EXCERPTED PASSAGE:

Tolkien endlessly changed and reused names in drafts (like your Punt example) as
well, and anything was subject to change before the book went to print (which is
one reason why The Silmarillion was such a difficult book to edit and put
out...too many inconsistencies among drafts). But like you
said, if you just take what Howard actually published, the consistency is
largely there.
Howard
says he had no precise knowledge of the Southern Kingdoms, but Tolkien had very
little knowledge of the lands east of Middle Earth. But Howard did
envision the kingdoms as African in nature, and any story data given about these
kingdoms keeps that in mind. He didn't write some :southern" stories, put
African names in there on a whim, then later write the Hyborian Age and infer
these lands were African because he had earlier (without any real reason) used
theme names. I'm sure you agree with all of this, I am
just clarifying to more fully answer Mike's question.

STATED GOAL 1: Render this sentence from the passage on Tolkien and Howard in Spanish: "Howard says he had no precise knowledge of the Southern Kingdoms, but Tolkien had very little knowledge of the lands east of Middle Earth."
STATED GOAL 2: Condense the paragraph of the passage on Tolkien and Howard that begins "Tolkien endlessly changed and reused names" into a short bulleted list that keeps its main points.
STATED GOAL 3: Copy from the passage on Tolkien and Howard the stretch from "Tolkien endlessly changed" through "largely there.".
Work only from the passage on Tolkien and Howard.

DATA:
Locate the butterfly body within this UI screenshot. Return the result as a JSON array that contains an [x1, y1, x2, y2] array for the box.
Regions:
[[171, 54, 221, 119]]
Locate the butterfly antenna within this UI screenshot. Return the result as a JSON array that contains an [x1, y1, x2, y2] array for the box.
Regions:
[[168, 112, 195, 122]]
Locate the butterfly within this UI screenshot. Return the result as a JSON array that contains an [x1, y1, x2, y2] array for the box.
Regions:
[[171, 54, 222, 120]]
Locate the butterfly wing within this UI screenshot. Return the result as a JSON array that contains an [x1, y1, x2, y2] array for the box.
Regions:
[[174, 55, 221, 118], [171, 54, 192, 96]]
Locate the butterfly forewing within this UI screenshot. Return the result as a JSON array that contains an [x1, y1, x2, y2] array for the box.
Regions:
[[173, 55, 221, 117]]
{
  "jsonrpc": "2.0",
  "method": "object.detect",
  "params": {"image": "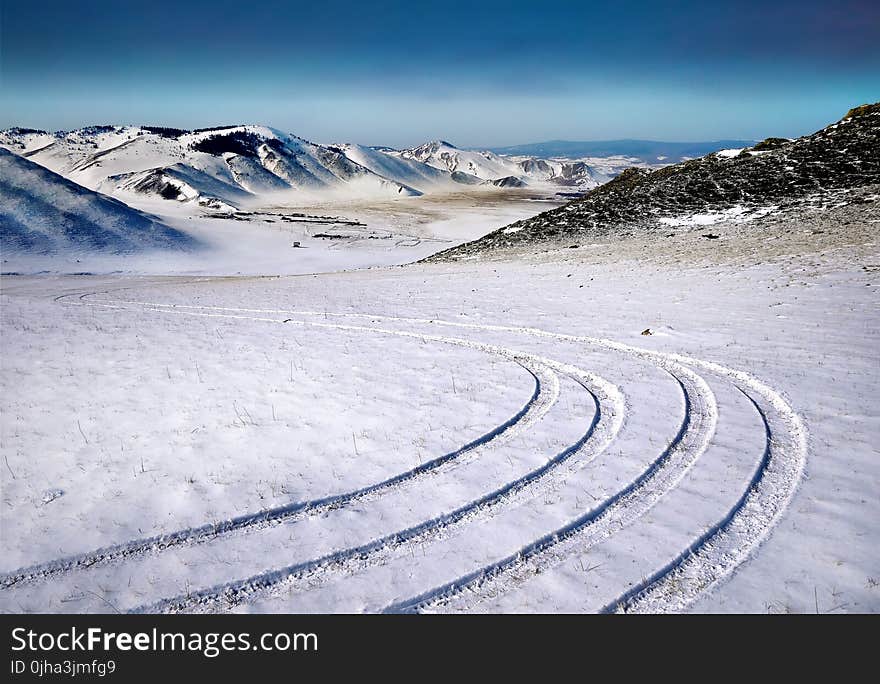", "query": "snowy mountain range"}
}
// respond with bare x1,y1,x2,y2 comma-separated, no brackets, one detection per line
0,149,195,254
432,103,880,260
0,125,638,210
492,139,757,164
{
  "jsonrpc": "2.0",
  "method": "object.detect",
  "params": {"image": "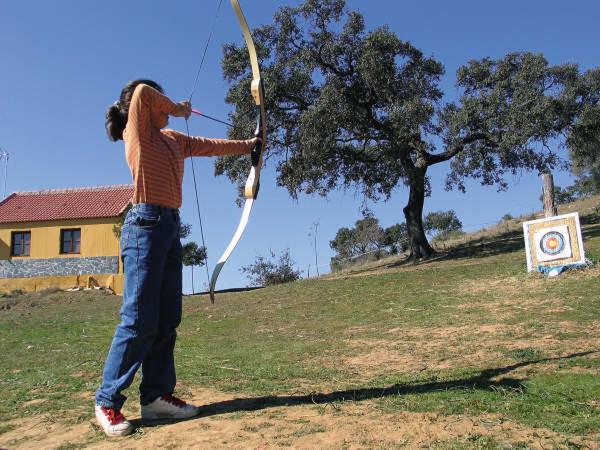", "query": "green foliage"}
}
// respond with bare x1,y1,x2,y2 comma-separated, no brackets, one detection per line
215,0,599,257
0,225,600,448
241,249,301,286
423,210,462,237
179,223,192,239
329,214,407,271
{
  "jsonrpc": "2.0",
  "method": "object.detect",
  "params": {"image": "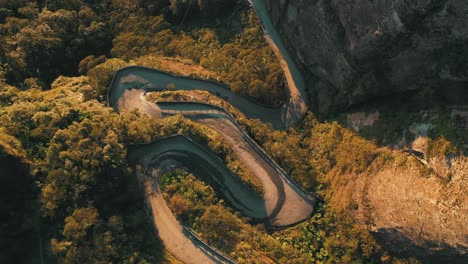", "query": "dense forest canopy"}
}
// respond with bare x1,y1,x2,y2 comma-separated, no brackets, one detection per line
0,0,459,263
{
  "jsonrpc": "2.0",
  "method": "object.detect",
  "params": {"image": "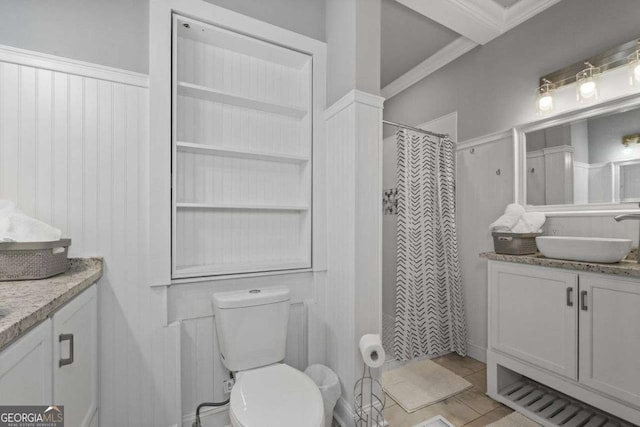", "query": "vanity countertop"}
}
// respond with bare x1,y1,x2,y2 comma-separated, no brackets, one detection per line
0,258,102,348
480,252,640,277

WORKED SOLUTION 1: Howard dice que no tenía un conocimiento preciso de los Reinos del Sur, pero Tolkien tenía muy poco conocimiento de las tierras al este de la Tierra Media.

WORKED SOLUTION 2:
- Tolkien constantly changed and reused names across drafts, as in the Punt example.
- Anything could change before the book went to print.
- Inconsistencies among drafts are one reason The Silmarillion was so hard to edit and publish.
- In what Howard actually published, the consistency is largely there.

WORKED SOLUTION 3:
Tolkien endlessly changed and reused names in drafts (like your Punt example) as
well, and anything was subject to change before the book went to print (which is
one reason why The Silmarillion was such a difficult book to edit and put
out...too many inconsistencies among drafts). But like you
said, if you just take what Howard actually published, the consistency is
largely there.